Problem statement:
The lines to copy from the listing below are those that contain the string "every".

Data supplied:
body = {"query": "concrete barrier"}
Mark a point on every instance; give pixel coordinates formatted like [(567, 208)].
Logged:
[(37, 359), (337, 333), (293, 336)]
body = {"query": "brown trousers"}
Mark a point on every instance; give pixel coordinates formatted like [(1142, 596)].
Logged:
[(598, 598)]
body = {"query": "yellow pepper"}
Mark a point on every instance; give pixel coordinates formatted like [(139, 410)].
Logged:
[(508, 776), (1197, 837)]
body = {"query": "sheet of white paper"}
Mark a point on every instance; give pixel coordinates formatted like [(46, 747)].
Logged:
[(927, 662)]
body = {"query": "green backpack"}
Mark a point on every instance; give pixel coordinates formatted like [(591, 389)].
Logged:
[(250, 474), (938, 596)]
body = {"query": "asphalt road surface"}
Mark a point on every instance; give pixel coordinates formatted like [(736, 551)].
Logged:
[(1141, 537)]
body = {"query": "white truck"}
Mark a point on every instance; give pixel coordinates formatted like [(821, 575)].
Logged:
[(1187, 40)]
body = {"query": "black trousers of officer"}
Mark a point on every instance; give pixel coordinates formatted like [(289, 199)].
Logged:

Completed exercise:
Mark a point on every instance; give pixel coordinates formatted like [(567, 208)].
Mark a point on every instance; give pixel coordinates formatted like [(1142, 596)].
Mark a point on every instance; give pixel coordinates formatted like [(139, 410)].
Mark a point on every instance; give pixel coordinates formatted like [(46, 747)].
Mark a point on every instance; give pixel coordinates formatted like [(591, 389)].
Mark a point on every instance; give pixel coordinates formatted like [(736, 551)].
Mark a point on every instance; give pixel coordinates formatted like [(821, 575)].
Mark a point on every instance; give pixel coordinates formatted like [(289, 199)].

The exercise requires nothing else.